DIRECTIVES:
A: Write out the stretch of the Zumthor biography from "Since 1996, he" through "University in 1999.".
B: Name every award or prize that the Zumthor biography says he received.
C: Carry the Zumthor biography forward from its final sentence.

** START TEXT BLOCK **

In 1967, he was employed by the Canton of Graubünden (Switzerland) in the Department for the Preservation of Monuments working as a building and planning consultant and architectural analyst of historical villages, in addition to realizing some restorations. He established his own practice in 1979 in Haldenstein, Switzerland where he still works with a small staff of fifteen. Zumthor is married to Annalisa Zumthor-Cuorad. They have three children, all adults, Anna Katharina, Peter Conradin, and Jon Paulin, and two grandchildren.

Since 1996, he has been a professor at the Academy of Architecture, Universitá della Svizzera Italiana, Mendrisio. He has also been a visiting professor at the University of Southern California Institute of Architecture and SCI-ARC in Los Angeles in 1988; at the Technische Universität, Munich in 1989; and at the Graduate School of Design, Harvard University in 1999.

His many awards include the Praemium Imperiale from the Japan Art Association in 2008 as well as the Carlsberg Architecture Prize in Denmark in 1998, and the Mies van der Rohe Award for European Architecture in 1999. In 2006, he received the Thomas Jefferson Foundation Medal in Architecture from the University of Virginia. The American Academy of Arts and Letters bestowed the Arnold W. Brunner Memorial Prize in Architecture in 2008.

In the recent book published by Barrons Educational Series, Inc. titled, Architectura, Elements of Architectural Style, with the distinguished architectural historian from Australia, Professor Miles Lewis, as general editor, the Zumthor’s Thermal Bath building at Vals is described as “a superb example of simple detailing that is used to create highly atmospheric spaces. The design contrasts cool, gray stone walls with the warmth of bronze railings, and light and water are employed to sculpt the spaces. The horizontal joints of the stonework mimic the horizontal lines of the water, and there is a subtle change in the texture of the stone at the waterline. Skylights inserted into narrow slots in the ceiling create a dramatic line of light that accentuates the fluidity of the water. Every detail of the building thus reinforces the importance of the bath on a variety of levels.”

** END TEXT BLOCK **
** START DATASET CONTENT **

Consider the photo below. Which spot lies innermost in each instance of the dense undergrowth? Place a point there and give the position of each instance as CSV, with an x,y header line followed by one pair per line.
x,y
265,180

** END DATASET CONTENT **

ANSWERS FOR THE TASKS:
A:
Since 1996, he has been a professor at the Academy of Architecture, Universitá della Svizzera Italiana, Mendrisio. He has also been a visiting professor at the University of Southern California Institute of Architecture and SCI-ARC in Los Angeles in 1988; at the Technische Universität, Munich in 1989; and at the Graduate School of Design, Harvard University in 1999.

B:
- Praemium Imperiale
- Carlsberg Architecture Prize
- Mies van der Rohe Award for European Architecture
- Thomas Jefferson Foundation Medal in Architecture
- Arnold W. Brunner Memorial Prize in Architecture

C:
In the book titled Thinking Architecture, first published by Birkhauser in 1998, Zumthor set down in his own words a philosophy of architecture. One sample of his thoughts is as follows: “I believe that architecture today needs to reflect on the tasks and possibilities which are inherently its own. Architecture is not a vehicle or a symbol for things that do not belong to its essence. In a society that celebrates the inessential, architecture can put up a resistance, counteract the waste of forms and meanings, and speak its own language. I believe that the language of architecture is not a question of a specific style. Every building is built for a specific use in a specific place and for a specific society. My buildings try to answer the questions that emerge from these simple facts as precisely and critically as they can.”